WHAT IS EXPECTED
Every line below that has "frame" in it should be copied.

EXERCISE DATA
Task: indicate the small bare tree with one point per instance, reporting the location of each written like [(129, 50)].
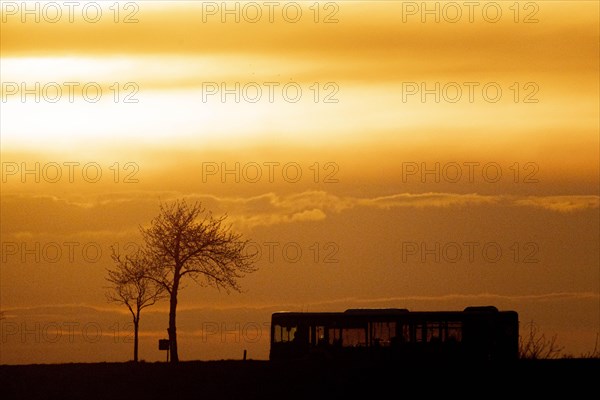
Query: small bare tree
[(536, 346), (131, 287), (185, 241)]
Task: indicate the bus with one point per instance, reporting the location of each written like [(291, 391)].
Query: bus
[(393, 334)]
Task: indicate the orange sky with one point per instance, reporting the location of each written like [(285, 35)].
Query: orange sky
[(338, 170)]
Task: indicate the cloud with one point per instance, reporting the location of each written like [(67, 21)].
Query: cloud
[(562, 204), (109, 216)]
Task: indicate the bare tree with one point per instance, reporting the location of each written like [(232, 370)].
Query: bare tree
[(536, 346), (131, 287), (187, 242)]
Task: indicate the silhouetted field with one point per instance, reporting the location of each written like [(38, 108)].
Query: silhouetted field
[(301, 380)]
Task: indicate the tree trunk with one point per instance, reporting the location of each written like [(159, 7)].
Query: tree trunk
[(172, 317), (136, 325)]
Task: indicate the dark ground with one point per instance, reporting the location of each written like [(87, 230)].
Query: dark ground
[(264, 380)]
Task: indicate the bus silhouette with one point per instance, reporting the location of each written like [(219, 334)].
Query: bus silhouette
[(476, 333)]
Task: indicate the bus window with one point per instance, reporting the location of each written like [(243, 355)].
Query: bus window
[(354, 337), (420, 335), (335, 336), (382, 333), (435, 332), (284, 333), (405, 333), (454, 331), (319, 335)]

--

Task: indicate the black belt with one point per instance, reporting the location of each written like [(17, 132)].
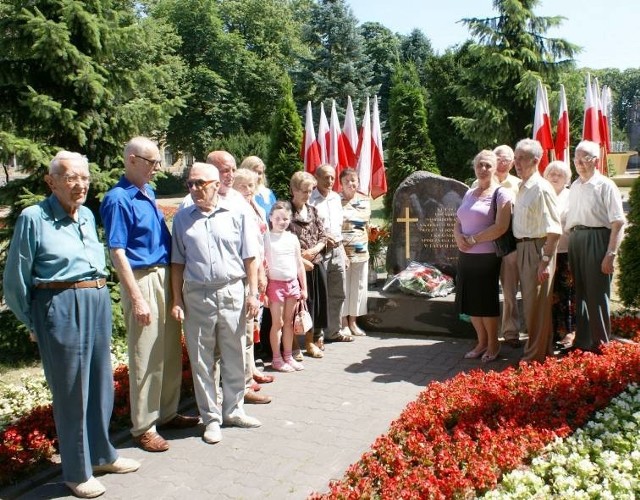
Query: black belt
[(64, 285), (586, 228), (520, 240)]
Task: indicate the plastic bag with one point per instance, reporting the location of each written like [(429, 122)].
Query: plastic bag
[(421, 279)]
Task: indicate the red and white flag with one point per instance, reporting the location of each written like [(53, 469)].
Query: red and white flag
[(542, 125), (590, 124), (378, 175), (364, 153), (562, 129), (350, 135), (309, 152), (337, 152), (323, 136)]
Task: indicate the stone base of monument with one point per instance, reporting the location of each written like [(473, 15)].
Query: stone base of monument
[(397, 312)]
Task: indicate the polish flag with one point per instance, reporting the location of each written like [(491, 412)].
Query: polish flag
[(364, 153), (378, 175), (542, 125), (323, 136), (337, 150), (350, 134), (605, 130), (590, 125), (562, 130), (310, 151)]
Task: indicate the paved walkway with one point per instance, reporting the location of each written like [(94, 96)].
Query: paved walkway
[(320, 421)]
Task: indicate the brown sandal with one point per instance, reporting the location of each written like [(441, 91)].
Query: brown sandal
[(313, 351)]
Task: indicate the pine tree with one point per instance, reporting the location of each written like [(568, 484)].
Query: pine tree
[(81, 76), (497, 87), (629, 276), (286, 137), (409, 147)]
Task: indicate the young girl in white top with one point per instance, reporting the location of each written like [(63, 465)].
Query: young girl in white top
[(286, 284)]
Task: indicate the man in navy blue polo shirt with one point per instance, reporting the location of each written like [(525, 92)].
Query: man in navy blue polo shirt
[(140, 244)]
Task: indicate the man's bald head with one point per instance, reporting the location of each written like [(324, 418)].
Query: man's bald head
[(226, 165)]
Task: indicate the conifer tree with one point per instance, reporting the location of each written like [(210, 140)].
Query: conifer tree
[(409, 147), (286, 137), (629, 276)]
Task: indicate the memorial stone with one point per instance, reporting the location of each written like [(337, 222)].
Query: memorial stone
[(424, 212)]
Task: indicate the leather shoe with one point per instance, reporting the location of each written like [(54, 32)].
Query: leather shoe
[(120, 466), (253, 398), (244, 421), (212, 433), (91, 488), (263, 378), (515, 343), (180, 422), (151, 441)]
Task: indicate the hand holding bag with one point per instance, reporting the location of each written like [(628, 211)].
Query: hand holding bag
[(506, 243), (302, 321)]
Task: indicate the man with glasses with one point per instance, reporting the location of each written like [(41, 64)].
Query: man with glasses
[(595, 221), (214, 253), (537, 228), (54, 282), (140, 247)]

--

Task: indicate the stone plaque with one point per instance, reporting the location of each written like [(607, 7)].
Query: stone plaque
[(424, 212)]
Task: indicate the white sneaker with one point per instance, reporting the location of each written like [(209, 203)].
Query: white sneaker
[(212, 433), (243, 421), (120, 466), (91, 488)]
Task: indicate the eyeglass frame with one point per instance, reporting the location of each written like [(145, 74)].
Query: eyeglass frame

OUTPUT FOR THIS TASK
Task: indicate the eyeglass frame with one point per instance, reporting the location of each written like [(145, 74)].
Query: eyeglass frame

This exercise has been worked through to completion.